» **TRECHO DO DOCUMENTO**:
-----

De acordo com o documento, no território cearense havia uma vigaria colada, 19 amovíveis e 34 capelas (tabela 3).

As Paróquias, “freguesias coladas” ou “colativas” possuíam “vigários colados”, “padres perpétuos” que eram nomeados pelo Rei e recebiam os “benefícios eclesiásticos”, as “côngruas”. Já os Curatos ou paróquias encomendadas possuíam padres encomendados, temporários, “nomeados pelo bispo e remunerados pela população”; ou seja, não recebiam côngruas. Para subsistirem as paróquias “cobravam da população as “conhecenças”, que eram taxas diferenciadas (e em geral muito elevadas) para cada tipo de celebração ou sacramento” (FONSECA, 2011, p. 83). A Coroa só criava freguesia colada quando lhe convinha.

A Instalação de Freguesias Coladas como medida de controle implicava em investimentos por parte do Estado Português. Daí porque as sedes paroquiais nos sertões do Brasil localizavam-se em pontos estratégicos do território brasileiro. Como afirma Fonseca (2011, p. 83), a instalação “supunha a existência de povoamento estável e de certa prosperidade nas zonas que seriam incluídas dentro da freguesia”15.

Para efeito de comparação lembramos que em 1778, a região das Minas Gerais possuía 50 freguesias coladas (FONSECA, 2011, p. 97), São Paulo 13 e o Ceará em 1775 apenas uma. A presença de uma única freguesia colada na capitania cearense é indicativa do pequeno interesse da Coroa em relação ao Ceará, na medida em que implicava o pagamento das “congruas” em um território pautado pela baixa rentabilidade econômica. Como no restante do Brasil, o estabelecimento da estrutura eclesiástica no Ceará dependeu, primordialmente, da iniciativa dos habitantes. O que diferia de outras regiões do território brasileiro foi a ausência de capital local, associada à baixa rentabilidade da pecuária, que possibilitasse maiores investimentos por parte dos habitantes, durante o processo de fixação da Igreja.

-----

» **DADOS APRESENTADOS**:
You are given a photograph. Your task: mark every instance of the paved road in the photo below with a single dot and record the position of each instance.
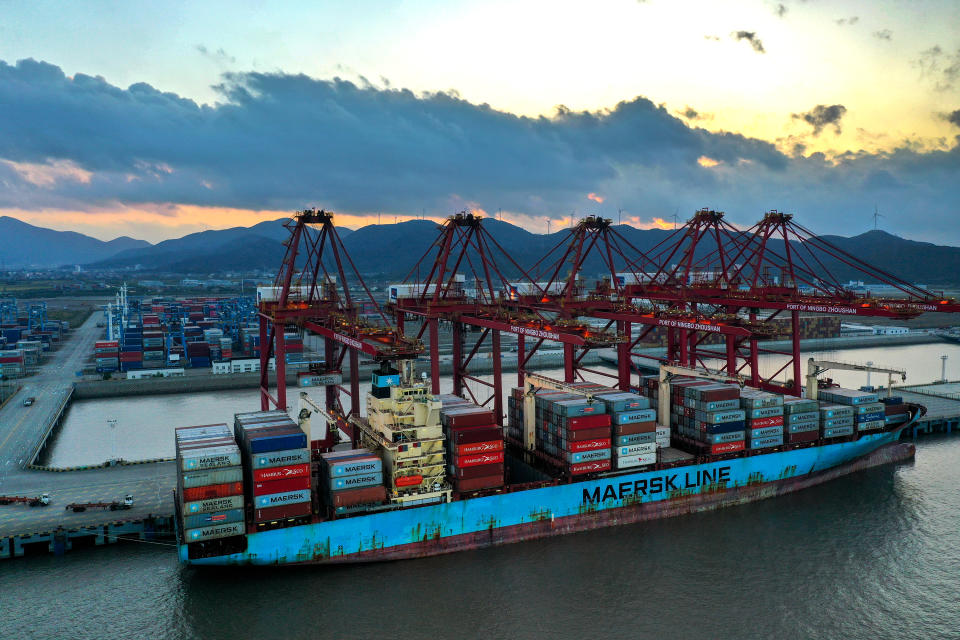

-----

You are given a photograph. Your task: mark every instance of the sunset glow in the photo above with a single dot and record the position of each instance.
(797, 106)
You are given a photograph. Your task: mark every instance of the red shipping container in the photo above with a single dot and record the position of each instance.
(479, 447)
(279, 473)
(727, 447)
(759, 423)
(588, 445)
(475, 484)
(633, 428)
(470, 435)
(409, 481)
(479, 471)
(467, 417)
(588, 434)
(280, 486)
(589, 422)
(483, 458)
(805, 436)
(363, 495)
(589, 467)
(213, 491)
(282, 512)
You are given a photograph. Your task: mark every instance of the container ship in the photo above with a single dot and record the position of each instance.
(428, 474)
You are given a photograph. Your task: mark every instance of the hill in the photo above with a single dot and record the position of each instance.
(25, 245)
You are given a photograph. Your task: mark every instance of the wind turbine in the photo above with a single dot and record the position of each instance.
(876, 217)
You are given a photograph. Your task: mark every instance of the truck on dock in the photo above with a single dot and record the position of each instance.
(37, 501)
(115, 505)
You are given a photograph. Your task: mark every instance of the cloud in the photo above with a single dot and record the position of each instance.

-----

» **TAREFAS**:
(1) No trecho sobre as paróquias do Ceará, quais regiões têm informado o seu número de freguesias coladas, e qual é esse número para cada uma?
(2) Continue o trecho sobre as paróquias do Ceará a partir da última frase.
Os itens não têm relação com o trecho sobre as paróquias do Ceará.

» **RESPOSTAS ESCRITAS**:
(1)
- Minas Gerais: 50 freguesias coladas (em 1778)
- São Paulo: 13
- Ceará: apenas uma (em 1775)

(2)
Em 1800, o visitador Mariano Gregório do Amaral correu a capitania demarcando os limites das freguesias cearenses, identificando suas matrizes e capelas. O espaço territorial do Ceará encontrava-se definitivamente ocupado pela igreja. Possuía 17 freguesias e apresentava uma rede eclesiástica com 22 igrejas Matrizes e 47 capelas (figura 01, 02 e 03). A maioria das igrejas matrizes e capelas encontravam-se nas estradas coloniais delineadas pelo eng. Silva Paulet16 em sua Carta Marítima e

Geográfica da Capitania do Ceará de 1817.

Tabela 3. Fonte: Projeto Resgate. AHU_ACL_CU_015. Cx. 126. D. 9545.

15 Fonseca (2011, p.105) justifica o elevado número pela importância econômica da região mineradora que implicava na necessidade de “se ter “pastores” da confiança do rei na direção das comunidades mineradoras, sobretudo durante o apogeu da produção aurífera”.

16 “Antonio José da Silva Paulet. – Coronel do Real Corpo de Engenheiros. [...] Por Dec. de 13 de Maio de 1811 foi nomeado Ajudante de Ordens do Governo do Ceará, que assumiu a 19 de Março de

  1. (STUDART, 1923, p. 278

– 279)

Figura 1. Mapa Geográfico da Capitania do Ceará. 1800

Fonte: Mapa Geográfico da Capitania do Ceará. Autor: Mariano Gregório do Amaral [1800].

Biblioteca Nacional do Rio de Janeiro.

Figura 2. Vetorização mapa original. Mapa Geográfico da Capitania do Ceará. 1800.

Fonte: Mapa Geográfico da Capitania do Ceará Autor: Mariano Gregório do Amaral [1800]. Biblioteca Nacional do Rio de Janeiro.

Figura 3. Reconstrução gráfica – Freguesias, Igrejas Matrizes e Capelas da Capitania do Ceará. Ano 1800.

Fonte: Mapa Geográfico da Capitania do Ceará. Mariano Gregório do Amaral [1800]. Biblioteca Nacional do Rio de Janeiro./ Carta Marítima e Geográfica da Capitania do Ceará de 1817. José da Silva Paulet. GEAEM. Lisboa.

A Igreja, o Estado, os agentes econômicos e a população indígena: uma ação integrada

A fixação da Igreja no Ceará foi orquestrada por párocos que ou, na maioria das vezes, acompanhavam os primeiros desbravadores ou fundaram aldeamentos, congregando a população indígena que resistia à expansão da pecuária. A rede eclesiástica cearense precedeu a rede civil, mas em termos jurídicos ficava submetida à autoridade portuguesa, assim como ocorreu no restante do território brasileiro. No entorno das primeiras fazendas de gado, com suas ermidas, e dos aldeamentos a gênese urbana se faz presente. Como no restante do Brasil, a fixação – construção de capelas e Igrejas Matrizes – dependeu basicamente dos habitantes locais. As ações foram individuais ou associadas em irmandades.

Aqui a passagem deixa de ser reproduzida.